EXCERPT:
▬▬▬▬▬▬▬▬▬▬
I visit Akihabara often to pick up a few items for friends and family back home. Manga books and figurines are the most requested items. I always go in the evening because the city lights up with an amazing display of different electronic signs at night.
Sumo is a beloved sport that originated in Japan and is centuries old. The only way to see a professional sumo match is in Japan. Six Grand Sumo tournaments happen each year on odd months, so you can visit Japan any season to catch a tournament. Each tournament runs 15 days and begins/ends on Sunday.
I highly recommend attending a sumo tournament. Sumo is part of Japan’s history and is deep in century-old traditions. I don’t recommend sitting ringside because I’ve seen sumo tossed onto people near the ring.
There are several animal Cafes throughout Japan. All are unusual for most foreigners, but some are downright strange to people on vacation. Starting with the cat cafe, bunny cafe, or parakeet bird cafe that you might think is reasonable animals to have in this setting.
However, Japan has a snake cafe, owl cafe, hedgehog, and even a penguin cafe. You heard correct…a penguin cafe, and you can feed them four times a day. I love penguins, don’t you?
Cats are everywhere in Japan and considered good luck, so an island full of cats must be the best luck of all. How about 13 islands full of them. The most popular are the islands of Tashiro-Jima and Aoshima. I wonder if catnip is in short supply in Japan.
Do you like bunnies? Okunoshima is full of them, and they’re wild and free to roam the island. They enjoy visitors and are unafraid of groups. Go ahead and feed them some fruit and play all you want because these bunnies want your attention.
6 species of fox live at the Zao fox village. This tourist attraction is the perfect place to get close to a fox and load your camera with as many fox pictures as it will hold.
Remember, don’t bring food to the village. After all, a fox is a wild animal.
A Maid cafe is an entertainment restaurant where you are greeted by a young Japanese person dressed as a maid. These maids serve their master (you) by taking your order, singing, dancing, and depending on the type of cafe, other entertainment.
▬▬▬▬▬▬▬▬▬▬
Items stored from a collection
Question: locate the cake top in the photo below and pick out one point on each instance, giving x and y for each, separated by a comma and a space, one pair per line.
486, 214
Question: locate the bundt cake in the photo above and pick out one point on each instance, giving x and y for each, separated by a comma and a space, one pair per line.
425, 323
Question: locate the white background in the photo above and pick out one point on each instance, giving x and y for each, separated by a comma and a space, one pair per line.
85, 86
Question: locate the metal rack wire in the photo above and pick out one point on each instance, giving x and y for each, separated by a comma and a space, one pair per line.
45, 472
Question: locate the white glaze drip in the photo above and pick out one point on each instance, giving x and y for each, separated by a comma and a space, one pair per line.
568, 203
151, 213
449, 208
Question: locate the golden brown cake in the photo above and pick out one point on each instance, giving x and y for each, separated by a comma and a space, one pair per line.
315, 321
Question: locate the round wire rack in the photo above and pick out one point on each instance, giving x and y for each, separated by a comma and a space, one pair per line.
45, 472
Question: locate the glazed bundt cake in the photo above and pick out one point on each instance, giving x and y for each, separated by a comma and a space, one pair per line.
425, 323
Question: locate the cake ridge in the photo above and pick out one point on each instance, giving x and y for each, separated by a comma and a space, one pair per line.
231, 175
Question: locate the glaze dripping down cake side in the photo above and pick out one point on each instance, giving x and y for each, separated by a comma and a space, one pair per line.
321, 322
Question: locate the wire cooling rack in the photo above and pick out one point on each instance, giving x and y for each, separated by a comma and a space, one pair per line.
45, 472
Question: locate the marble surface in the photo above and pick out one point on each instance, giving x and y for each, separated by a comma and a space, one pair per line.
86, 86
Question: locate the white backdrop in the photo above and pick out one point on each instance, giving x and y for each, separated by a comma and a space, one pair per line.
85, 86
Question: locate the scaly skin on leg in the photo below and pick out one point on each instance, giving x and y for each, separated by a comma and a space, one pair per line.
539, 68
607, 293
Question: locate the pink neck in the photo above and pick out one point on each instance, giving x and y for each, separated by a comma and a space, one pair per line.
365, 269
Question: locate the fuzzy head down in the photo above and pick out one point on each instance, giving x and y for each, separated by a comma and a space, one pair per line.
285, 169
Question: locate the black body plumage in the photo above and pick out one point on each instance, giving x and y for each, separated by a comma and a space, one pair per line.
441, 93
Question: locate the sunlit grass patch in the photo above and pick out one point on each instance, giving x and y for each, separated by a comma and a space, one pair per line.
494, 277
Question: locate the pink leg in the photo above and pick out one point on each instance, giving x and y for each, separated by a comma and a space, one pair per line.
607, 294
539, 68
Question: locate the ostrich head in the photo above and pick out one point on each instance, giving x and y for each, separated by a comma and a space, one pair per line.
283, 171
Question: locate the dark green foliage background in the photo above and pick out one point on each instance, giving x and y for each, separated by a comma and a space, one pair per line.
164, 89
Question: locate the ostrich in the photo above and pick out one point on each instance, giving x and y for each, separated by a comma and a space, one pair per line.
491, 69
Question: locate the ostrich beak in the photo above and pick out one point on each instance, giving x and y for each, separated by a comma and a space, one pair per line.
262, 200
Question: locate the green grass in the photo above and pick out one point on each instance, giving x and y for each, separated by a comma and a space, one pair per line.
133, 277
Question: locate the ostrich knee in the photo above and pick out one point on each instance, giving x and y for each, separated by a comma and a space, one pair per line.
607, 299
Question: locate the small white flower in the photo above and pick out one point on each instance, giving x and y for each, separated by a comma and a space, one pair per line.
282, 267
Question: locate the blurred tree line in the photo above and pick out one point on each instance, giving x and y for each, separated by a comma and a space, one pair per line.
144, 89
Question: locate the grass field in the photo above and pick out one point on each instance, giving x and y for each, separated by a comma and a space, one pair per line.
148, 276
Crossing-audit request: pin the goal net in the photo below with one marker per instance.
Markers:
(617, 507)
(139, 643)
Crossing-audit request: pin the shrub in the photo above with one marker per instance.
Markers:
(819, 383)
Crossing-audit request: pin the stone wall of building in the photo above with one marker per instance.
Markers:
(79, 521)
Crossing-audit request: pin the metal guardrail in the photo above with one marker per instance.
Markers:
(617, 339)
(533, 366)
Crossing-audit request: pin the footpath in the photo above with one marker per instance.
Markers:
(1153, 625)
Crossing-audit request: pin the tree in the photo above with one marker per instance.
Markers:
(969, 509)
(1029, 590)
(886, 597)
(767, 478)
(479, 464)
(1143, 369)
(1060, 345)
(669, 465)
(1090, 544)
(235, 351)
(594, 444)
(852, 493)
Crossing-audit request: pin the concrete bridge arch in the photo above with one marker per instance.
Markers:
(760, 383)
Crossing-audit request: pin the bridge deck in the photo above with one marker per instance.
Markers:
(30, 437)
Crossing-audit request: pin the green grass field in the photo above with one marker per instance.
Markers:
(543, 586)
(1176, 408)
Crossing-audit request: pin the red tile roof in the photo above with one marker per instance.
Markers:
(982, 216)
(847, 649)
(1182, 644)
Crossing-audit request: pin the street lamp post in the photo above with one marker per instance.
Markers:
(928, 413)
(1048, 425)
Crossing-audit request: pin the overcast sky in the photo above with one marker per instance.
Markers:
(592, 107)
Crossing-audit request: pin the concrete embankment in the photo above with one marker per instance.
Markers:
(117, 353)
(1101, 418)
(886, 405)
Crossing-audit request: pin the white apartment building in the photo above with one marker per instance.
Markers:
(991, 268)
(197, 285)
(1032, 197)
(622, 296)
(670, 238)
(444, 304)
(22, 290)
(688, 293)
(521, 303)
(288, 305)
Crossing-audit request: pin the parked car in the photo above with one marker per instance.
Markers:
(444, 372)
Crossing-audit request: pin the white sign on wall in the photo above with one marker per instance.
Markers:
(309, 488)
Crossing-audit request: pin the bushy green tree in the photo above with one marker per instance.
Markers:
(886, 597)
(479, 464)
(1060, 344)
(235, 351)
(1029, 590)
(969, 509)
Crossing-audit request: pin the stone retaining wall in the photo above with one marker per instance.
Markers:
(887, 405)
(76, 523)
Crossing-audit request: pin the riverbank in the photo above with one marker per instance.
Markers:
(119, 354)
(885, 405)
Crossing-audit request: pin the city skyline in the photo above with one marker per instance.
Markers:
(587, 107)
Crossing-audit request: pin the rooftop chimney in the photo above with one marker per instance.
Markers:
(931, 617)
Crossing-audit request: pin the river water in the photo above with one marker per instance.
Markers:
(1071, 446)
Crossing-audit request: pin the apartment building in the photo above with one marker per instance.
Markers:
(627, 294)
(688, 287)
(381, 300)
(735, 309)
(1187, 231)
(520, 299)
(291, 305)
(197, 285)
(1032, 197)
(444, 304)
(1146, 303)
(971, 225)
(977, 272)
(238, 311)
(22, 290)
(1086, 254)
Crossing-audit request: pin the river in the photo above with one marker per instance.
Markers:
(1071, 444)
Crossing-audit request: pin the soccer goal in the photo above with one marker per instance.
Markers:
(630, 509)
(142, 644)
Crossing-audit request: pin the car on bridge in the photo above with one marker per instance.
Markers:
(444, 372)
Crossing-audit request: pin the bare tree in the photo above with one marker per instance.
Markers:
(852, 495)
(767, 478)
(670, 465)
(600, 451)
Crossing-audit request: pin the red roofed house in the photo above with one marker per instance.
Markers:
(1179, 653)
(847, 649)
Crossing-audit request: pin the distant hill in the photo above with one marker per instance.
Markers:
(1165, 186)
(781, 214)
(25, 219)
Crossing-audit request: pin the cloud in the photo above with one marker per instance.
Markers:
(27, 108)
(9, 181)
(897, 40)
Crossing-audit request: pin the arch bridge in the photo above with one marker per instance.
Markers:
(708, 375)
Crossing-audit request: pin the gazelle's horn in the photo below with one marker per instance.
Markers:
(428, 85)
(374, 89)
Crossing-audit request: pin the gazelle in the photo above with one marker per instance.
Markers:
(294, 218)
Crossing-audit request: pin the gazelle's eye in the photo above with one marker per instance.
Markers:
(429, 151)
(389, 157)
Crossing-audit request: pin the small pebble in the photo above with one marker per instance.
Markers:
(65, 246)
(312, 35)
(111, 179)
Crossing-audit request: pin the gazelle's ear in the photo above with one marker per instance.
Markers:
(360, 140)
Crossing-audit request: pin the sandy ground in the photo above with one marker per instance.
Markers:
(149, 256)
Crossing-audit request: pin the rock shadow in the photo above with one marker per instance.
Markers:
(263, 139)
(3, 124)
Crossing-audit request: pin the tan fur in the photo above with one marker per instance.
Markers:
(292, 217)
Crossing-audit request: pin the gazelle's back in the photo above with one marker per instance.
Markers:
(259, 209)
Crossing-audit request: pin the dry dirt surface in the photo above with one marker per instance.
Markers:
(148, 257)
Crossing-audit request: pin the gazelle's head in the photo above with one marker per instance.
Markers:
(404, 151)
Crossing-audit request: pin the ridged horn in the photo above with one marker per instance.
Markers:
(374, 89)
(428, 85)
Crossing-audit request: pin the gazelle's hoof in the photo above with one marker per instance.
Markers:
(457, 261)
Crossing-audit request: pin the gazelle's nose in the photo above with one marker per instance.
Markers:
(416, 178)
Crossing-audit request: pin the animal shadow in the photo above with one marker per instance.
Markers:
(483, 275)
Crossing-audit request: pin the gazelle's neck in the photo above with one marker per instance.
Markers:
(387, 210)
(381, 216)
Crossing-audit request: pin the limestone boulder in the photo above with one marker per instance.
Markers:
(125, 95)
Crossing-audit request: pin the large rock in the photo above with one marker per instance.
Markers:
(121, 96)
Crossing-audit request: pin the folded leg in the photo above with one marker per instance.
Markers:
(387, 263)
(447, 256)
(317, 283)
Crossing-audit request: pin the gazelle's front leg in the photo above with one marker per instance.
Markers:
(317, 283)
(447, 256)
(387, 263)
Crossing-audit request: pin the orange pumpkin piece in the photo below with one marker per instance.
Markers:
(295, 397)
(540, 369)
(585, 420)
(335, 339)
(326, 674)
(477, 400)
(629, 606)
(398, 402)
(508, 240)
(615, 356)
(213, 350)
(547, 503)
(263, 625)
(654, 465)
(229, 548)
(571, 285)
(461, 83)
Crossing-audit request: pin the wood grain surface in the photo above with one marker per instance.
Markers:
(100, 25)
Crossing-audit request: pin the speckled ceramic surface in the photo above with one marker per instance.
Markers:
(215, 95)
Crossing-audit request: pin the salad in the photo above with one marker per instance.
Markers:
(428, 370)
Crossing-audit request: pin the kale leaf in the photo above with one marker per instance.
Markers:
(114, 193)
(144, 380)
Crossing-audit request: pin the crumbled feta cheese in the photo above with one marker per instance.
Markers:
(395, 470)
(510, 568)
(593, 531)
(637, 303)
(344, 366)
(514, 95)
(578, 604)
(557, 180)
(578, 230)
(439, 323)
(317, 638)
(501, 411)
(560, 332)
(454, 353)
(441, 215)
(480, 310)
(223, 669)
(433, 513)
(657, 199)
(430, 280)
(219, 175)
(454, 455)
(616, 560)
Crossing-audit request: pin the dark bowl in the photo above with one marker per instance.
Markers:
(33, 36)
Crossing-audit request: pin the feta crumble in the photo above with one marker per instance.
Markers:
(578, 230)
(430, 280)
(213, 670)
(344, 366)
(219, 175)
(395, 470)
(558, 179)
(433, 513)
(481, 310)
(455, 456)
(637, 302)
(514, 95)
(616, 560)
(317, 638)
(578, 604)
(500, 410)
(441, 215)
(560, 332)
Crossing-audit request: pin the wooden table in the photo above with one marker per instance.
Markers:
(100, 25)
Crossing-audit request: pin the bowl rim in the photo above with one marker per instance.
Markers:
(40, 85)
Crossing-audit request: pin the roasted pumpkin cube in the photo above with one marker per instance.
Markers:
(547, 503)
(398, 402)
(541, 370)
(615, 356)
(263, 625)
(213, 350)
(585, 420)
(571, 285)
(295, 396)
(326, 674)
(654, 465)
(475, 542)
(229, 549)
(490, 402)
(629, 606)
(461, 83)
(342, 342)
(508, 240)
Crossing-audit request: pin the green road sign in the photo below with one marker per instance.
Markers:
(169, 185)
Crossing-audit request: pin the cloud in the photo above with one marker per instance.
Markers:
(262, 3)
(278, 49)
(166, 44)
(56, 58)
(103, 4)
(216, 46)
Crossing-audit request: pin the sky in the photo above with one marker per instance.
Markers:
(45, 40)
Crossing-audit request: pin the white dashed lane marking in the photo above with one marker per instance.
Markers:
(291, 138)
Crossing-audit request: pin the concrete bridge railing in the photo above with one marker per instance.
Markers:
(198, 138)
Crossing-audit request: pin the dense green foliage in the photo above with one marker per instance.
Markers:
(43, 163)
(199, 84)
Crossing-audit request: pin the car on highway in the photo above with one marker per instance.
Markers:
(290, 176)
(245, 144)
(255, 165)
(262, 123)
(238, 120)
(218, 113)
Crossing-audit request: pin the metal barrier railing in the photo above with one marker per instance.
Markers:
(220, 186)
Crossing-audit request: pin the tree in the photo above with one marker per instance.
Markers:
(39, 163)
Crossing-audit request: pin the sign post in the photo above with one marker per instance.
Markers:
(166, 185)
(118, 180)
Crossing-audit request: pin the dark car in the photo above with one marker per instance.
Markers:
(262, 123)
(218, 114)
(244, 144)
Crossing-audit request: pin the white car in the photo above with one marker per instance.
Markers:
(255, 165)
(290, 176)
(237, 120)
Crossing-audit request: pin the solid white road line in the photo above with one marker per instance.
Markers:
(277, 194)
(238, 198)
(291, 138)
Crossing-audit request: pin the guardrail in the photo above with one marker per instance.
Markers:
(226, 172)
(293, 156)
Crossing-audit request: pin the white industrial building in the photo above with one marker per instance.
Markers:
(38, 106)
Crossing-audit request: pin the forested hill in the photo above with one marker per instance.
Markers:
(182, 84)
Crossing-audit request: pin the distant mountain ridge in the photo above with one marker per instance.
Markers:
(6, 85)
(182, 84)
▬▬▬▬▬▬▬▬▬▬
TASK OBJECTIVE: Continue the travel piece about Japan, picking up right after its last sentence. These items were drawn from a separate source.

WRITTEN RESPONSE:
A maid cafe is pure fun and enjoyable. However, stay aware of the cost because it can become expensive.
Take your time
You’re possibly thousands of miles away from home on vacation in the land of the rising sun. You want to see and do everything, and I don’t blame you. This may be the only vacation you ever take to Japan in your lifetime but consider this.
If you are on the go throughout your vacation, you’ll miss more than you know. My first trip to Japan was hectic and stressful. When I returned home, I felt like it was just like any other vacation. I didn’t stop and enjoy myself. I was always on the go and didn’t think about where I was or about Japan’s rich history.
My second trip to Japan gave me time to smell the roses and take in all the small stuff that makes Japan a rich tourist destination. I took in some sights and planned a local festival and several local walks just to view what Japan was all about. I visited the local grocery store and several parks. I fell In love with Japan and moved here.
Would I have moved here if I took another hectic and stressful vacation? I doubt it, and that’s the beauty of slowing down and taking in Japan’s culture and beauty. It grows on you and changes your life for the better in some cases (like mine).
Enjoy Your Vacation in Japan
Now that you have a complete plan for a Japan vacation remember to review it before your travel date to be fresh in your mind. A good plan will give you peace of mind and the ability to focus on the best part of Japan. The incredible places and people!